- À faire
Relevez et recopiez toutes les lignes des items ci-dessous qui contiennent le mot « photo ».
++++++++++
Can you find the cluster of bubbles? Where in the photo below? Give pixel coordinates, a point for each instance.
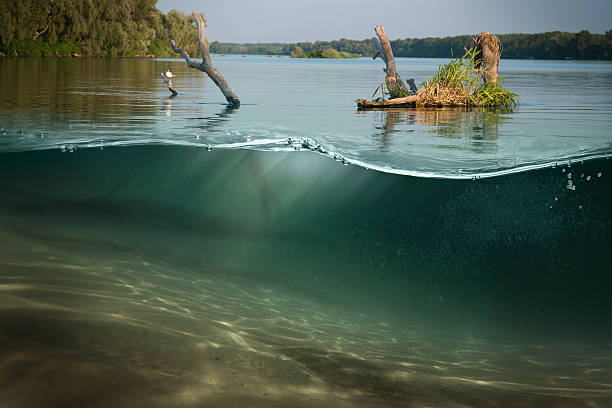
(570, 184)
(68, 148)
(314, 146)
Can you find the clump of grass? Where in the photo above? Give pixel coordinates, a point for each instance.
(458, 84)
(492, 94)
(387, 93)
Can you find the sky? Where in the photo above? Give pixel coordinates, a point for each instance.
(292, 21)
++++++++++
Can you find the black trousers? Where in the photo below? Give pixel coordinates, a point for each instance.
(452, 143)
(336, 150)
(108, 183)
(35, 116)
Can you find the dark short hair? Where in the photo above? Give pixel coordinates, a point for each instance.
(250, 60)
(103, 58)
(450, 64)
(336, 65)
++++++++++
- Corrigé
Can you find the cluster of bubbles? Where in the photo below? Give pixel coordinates, a point for each instance.
Can you find the clump of grass? Where in the photo above? Give pixel coordinates, a point for each instance.
Can you find the sky? Where in the photo above? Give pixel coordinates, a point for each instance.
Can you find the black trousers? Where in the photo below? Give pixel coordinates, a point for each instance.
Can you find the dark short hair? Where in the photo above? Give pixel coordinates, a point for each instance.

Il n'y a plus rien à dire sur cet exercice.